== RECORD LIST

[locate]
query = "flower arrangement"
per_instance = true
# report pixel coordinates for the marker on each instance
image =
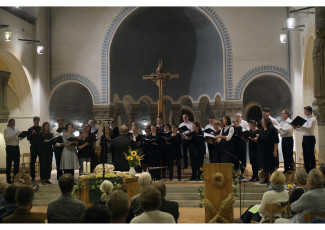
(134, 157)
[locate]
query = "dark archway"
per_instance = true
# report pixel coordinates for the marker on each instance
(72, 102)
(183, 37)
(269, 91)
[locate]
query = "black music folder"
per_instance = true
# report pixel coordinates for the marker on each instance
(298, 121)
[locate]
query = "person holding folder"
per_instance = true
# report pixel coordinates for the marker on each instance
(308, 141)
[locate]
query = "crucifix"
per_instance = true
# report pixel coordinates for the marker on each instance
(160, 77)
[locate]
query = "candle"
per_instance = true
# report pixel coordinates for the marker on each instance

====

Rewrite all of the material above with "label" substituted for every "query" and nothing else changed. Omit the pictures from your answer.

**RESPONSE TO THIS EXERCISE:**
[locate]
label = "flower arrangement"
per_instance = true
# report pixel coordinates for the marker on each instance
image =
(134, 157)
[locate]
label = "dark archway"
per_instance = true
# report pixel coordinates for the marker on each instance
(72, 102)
(183, 37)
(269, 91)
[locate]
label = "black music folder"
per_instance = true
# report pixel coordinates for the marker on each instance
(298, 121)
[locate]
label = "person holding folder"
per_instance = true
# report pixel coordinates for the marker on each instance
(308, 141)
[locate]
label = "crucifix"
per_instance = true
# report pixel coordinates for the marker on each instance
(160, 77)
[locate]
label = "candle"
per_instance = true
# report pixel coordinates for the marker on each instance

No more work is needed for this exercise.